■ **Recorded information**:
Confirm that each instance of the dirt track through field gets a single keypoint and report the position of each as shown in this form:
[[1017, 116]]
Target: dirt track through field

--

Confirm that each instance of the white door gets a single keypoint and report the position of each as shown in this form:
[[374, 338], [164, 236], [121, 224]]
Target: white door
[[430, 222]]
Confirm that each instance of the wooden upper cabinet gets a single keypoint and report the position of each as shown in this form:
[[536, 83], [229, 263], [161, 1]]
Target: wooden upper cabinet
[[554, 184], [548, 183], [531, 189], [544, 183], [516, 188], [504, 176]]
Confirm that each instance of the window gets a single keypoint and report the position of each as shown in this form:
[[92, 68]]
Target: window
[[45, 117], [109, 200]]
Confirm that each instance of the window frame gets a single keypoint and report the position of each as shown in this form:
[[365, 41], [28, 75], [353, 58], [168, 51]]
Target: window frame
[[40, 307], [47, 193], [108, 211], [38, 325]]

■ **Try it**:
Find the line with "Confirm that each instance of the dirt" in the entries above. Retype it and each line after it, exactly, through the line with "Target: dirt track through field", and stop there.

■ **Written reply**:
Confirm that each instance of the dirt track through field gets a single keypoint and report the position of each as shown in this form:
[[1017, 116]]
Target: dirt track through field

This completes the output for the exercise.